═════ Quoted passage

The current view of gene expression suggests the existence of chromosome territories where an intimate relationship between three-dimensional (3D) nuclear organization and gene activity exists. Although, until recently, DNA and associated proteins were thought to mainly dictate nuclear structures, the discovery of long non-coding RNAs (lncRNA) has uncovered new levels of gene expression regulation, based on their pivotal role in the control of genome architecture.
By RNA profiling via next-generation sequencing performed on murine C2C12 myoblasts and in vitro differentiated myotubes, we recently identified the lncRNA Charme, a highly conserved transcript required for the maintenance of long distance interactions between its transcriptional site and skeletal muscle expressed gene loci. Intriguingly, the genetic ablation of Charme in mouse produces an overgrown heart in which the overall architecture of the cardiac muscle is remodeled. This is particularly promising since, in spite of the clear role of protein-coding RNAs in heart development and disease, the involvement of lncRNAs is poorly known and animal models are demanded.

══════════
═════ Source information

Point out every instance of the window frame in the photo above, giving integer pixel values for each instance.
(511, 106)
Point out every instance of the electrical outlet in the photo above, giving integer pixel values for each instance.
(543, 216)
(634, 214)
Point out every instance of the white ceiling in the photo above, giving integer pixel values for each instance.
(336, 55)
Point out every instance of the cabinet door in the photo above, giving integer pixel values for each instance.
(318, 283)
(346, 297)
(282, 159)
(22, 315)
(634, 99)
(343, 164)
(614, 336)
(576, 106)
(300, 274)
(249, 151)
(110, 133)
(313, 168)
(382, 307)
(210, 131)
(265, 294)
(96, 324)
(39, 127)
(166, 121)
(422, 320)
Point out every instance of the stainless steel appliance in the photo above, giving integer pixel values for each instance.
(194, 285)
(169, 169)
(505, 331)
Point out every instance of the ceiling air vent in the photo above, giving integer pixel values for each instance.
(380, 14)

══════════

_How to complete this task_.
In the passage on the lncRNA Charme, what results from genetically ablating Charme in mice?

_Final answer_.
An overgrown heart in which the overall architecture of the cardiac muscle is remodeled.